In the material below, how many lines contain the word "story"? Give only the number.

* _EXERCISE INPUTS_:
◆ ◆ ◆ ◆

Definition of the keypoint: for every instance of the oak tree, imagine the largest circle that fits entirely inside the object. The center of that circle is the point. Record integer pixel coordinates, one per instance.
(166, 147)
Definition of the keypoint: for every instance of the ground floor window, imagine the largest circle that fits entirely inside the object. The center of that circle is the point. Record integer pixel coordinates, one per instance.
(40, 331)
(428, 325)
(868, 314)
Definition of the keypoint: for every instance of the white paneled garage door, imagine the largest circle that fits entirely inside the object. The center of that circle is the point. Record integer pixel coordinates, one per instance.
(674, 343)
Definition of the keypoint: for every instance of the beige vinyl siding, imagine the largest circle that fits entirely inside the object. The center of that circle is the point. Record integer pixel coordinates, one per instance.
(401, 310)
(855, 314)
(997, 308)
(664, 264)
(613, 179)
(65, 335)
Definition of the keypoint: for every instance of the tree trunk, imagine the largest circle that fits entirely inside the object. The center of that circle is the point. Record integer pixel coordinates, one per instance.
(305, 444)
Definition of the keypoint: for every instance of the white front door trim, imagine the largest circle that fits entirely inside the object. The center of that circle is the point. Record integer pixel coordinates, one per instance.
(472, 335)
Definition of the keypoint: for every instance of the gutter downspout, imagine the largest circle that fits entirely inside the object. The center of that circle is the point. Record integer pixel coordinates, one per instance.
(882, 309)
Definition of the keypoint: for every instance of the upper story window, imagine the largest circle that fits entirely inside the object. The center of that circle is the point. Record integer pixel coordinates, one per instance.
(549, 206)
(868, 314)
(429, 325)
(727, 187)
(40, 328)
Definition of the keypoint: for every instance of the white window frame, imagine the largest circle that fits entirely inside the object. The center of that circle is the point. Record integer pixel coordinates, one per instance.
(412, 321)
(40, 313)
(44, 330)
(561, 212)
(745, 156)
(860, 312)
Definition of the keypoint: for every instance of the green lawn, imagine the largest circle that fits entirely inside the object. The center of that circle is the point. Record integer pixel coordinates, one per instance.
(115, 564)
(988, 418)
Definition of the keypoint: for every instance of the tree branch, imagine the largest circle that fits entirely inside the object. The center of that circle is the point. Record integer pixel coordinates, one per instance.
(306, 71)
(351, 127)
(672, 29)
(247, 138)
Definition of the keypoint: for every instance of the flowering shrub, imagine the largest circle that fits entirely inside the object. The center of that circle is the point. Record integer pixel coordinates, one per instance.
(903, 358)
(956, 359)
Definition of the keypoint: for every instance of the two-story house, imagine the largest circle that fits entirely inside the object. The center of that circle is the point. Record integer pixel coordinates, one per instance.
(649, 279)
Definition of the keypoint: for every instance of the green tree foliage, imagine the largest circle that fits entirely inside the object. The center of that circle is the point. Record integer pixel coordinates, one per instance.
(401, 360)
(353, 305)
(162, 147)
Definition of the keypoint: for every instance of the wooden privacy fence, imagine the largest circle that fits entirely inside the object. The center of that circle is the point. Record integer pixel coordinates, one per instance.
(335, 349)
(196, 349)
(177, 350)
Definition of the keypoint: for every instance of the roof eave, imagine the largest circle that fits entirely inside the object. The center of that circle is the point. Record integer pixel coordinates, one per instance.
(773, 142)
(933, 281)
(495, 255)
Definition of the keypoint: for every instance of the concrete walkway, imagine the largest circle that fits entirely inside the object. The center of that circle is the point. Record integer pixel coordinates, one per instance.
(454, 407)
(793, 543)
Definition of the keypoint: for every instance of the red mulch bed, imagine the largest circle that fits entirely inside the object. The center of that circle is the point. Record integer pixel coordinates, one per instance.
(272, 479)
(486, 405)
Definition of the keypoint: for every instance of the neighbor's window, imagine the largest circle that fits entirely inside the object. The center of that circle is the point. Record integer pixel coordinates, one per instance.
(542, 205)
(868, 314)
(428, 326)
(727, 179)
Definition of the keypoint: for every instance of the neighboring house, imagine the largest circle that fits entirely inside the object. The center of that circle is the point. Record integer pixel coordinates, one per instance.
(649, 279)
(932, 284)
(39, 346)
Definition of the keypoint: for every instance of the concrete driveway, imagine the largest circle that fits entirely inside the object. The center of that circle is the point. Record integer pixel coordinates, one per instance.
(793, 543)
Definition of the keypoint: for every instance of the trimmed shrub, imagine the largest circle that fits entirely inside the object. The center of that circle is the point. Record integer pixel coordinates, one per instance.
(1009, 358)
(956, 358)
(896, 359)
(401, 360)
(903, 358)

◆ ◆ ◆ ◆

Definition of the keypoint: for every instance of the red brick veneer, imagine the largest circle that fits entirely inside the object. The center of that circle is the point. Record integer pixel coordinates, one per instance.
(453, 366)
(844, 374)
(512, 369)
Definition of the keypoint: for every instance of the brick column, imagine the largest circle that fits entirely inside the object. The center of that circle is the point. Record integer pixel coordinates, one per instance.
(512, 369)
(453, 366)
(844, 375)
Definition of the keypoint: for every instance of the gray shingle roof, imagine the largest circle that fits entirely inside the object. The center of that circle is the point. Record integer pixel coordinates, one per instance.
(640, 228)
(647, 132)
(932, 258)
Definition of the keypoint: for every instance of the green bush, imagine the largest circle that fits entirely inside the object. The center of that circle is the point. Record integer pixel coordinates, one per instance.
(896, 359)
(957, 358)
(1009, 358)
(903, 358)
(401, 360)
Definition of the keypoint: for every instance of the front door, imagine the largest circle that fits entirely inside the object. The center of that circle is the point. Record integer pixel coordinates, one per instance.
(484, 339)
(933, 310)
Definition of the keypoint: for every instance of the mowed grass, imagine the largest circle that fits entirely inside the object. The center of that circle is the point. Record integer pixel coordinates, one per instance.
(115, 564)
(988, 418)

◆ ◆ ◆ ◆

* _EXERCISE SOLUTION_:
2